### 任务说明
请把从开头到含有“point(756, 495)”的那一行（含该行）之间的各行改写成一个 JSON 字符串列表，每行对应一个字符串，空行不计，可以吗？

节选自某一合集的记录
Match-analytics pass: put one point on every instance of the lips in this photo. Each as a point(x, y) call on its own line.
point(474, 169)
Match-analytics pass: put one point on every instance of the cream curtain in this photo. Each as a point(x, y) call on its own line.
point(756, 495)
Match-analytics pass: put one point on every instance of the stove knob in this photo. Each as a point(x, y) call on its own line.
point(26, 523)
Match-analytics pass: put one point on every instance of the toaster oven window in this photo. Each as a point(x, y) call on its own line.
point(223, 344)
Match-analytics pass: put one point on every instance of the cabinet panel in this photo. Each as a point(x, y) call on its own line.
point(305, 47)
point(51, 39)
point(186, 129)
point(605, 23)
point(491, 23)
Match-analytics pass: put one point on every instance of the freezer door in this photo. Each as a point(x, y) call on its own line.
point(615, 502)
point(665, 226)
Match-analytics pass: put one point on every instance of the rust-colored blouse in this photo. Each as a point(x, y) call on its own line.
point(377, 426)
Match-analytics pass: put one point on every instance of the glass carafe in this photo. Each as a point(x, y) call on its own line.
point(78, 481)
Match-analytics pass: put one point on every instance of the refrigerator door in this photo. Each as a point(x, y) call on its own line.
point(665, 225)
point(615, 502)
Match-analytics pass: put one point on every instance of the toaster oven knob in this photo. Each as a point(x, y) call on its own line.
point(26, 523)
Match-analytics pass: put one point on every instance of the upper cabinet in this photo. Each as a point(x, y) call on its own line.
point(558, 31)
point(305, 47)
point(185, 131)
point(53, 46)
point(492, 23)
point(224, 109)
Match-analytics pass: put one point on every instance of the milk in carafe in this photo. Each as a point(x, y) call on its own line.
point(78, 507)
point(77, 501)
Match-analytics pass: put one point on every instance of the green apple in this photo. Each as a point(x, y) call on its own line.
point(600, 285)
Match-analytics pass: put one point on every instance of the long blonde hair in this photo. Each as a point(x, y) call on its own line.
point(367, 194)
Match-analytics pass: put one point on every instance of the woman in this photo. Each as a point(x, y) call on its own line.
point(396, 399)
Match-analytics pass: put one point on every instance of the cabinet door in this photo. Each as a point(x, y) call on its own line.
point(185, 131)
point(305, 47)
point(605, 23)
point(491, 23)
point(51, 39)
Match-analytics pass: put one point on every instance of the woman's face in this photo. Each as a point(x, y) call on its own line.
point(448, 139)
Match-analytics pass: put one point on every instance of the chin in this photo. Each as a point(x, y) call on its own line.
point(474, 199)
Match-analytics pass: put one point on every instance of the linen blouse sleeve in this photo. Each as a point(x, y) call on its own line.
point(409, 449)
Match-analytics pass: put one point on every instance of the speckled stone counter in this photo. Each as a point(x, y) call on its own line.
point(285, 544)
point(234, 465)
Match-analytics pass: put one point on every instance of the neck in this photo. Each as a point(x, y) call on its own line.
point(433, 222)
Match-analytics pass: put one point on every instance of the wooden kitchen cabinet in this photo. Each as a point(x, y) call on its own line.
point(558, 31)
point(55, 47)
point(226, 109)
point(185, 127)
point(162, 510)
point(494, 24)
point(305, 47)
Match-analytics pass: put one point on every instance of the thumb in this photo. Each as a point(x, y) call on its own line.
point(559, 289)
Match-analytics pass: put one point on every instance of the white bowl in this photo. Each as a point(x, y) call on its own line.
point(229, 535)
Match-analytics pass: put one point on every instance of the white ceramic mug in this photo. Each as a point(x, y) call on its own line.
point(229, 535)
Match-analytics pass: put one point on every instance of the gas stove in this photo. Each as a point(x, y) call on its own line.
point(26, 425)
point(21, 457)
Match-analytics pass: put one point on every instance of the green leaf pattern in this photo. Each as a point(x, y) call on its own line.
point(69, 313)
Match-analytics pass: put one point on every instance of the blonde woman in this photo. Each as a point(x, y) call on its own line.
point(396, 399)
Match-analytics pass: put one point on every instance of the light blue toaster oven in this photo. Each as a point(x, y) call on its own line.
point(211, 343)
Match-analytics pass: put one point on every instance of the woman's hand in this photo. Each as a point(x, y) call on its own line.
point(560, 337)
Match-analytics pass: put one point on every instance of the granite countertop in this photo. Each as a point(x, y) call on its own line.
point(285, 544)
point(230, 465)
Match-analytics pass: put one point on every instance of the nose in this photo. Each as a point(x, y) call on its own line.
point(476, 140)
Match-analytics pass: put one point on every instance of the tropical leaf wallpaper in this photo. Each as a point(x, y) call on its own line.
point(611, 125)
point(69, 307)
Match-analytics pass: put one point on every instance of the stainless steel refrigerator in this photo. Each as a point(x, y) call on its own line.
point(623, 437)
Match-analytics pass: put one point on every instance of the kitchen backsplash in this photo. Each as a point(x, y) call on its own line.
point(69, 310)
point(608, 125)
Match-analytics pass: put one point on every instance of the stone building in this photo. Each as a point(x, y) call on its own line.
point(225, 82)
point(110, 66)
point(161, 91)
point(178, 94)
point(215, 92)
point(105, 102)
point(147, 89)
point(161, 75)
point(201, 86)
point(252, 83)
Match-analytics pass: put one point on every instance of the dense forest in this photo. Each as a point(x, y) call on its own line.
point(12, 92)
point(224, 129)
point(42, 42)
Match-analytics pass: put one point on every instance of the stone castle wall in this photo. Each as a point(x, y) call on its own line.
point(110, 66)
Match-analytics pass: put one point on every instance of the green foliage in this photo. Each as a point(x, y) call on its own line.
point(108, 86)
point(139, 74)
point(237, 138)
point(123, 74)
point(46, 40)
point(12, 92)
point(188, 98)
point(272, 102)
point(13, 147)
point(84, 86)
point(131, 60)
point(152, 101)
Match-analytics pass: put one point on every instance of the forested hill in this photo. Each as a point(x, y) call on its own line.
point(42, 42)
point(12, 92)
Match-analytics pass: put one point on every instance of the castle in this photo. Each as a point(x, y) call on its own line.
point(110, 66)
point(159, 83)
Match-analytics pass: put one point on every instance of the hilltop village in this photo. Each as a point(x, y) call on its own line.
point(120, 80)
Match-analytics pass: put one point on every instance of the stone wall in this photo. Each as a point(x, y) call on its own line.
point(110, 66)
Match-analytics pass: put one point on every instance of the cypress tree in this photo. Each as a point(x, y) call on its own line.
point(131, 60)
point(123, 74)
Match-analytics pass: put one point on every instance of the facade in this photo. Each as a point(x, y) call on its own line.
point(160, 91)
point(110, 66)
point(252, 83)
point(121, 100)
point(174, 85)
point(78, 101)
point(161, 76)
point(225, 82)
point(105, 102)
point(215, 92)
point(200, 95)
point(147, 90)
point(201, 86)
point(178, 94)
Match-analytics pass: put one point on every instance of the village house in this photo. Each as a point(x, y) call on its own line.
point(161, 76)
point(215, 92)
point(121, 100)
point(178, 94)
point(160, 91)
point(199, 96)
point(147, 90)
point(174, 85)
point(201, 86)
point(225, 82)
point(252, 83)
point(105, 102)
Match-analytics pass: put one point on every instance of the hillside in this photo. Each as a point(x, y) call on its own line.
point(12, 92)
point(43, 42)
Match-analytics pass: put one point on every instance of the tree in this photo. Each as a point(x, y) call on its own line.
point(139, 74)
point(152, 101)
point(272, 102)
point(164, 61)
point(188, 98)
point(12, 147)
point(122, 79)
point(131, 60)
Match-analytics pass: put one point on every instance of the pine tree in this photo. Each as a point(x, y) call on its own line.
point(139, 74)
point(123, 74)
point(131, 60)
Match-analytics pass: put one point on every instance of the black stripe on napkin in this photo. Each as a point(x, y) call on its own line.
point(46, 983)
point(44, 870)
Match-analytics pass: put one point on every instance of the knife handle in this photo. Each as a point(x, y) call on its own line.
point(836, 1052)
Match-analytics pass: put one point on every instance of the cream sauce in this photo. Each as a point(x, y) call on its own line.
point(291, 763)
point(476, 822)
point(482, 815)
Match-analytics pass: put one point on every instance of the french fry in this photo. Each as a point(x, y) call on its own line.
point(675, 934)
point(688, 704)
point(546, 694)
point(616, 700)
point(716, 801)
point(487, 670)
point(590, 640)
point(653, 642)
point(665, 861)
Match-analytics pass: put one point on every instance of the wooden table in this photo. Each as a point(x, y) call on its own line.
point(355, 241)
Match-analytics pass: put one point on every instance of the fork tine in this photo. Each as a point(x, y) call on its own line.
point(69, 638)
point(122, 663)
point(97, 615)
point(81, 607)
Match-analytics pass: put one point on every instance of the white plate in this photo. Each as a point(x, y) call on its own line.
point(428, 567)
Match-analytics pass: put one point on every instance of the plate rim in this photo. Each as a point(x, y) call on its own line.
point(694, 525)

### 任务作答
[
  "Match-analytics pass: put one point on every instance of the lips in this photo. Each as a point(x, y) call on its own line.",
  "point(474, 169)",
  "Match-analytics pass: put one point on every instance of the cream curtain in this photo. Each as a point(x, y) call on its own line.",
  "point(756, 495)"
]